Given records -
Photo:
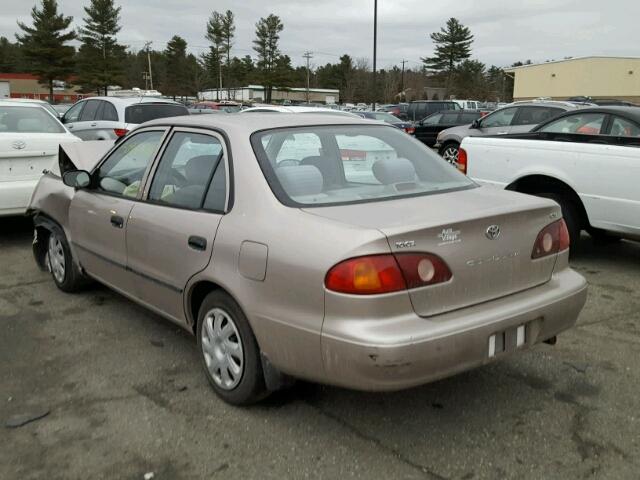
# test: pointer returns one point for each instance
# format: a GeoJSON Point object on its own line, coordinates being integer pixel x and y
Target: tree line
{"type": "Point", "coordinates": [43, 48]}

Task brief - Write out all the records above again word for word, but leave out the pictures.

Answer for the task -
Photo:
# test: pointer returns one point for each instance
# format: a GeoJSON Point object on its own line, coordinates being integer pixel x and y
Target: tree line
{"type": "Point", "coordinates": [43, 48]}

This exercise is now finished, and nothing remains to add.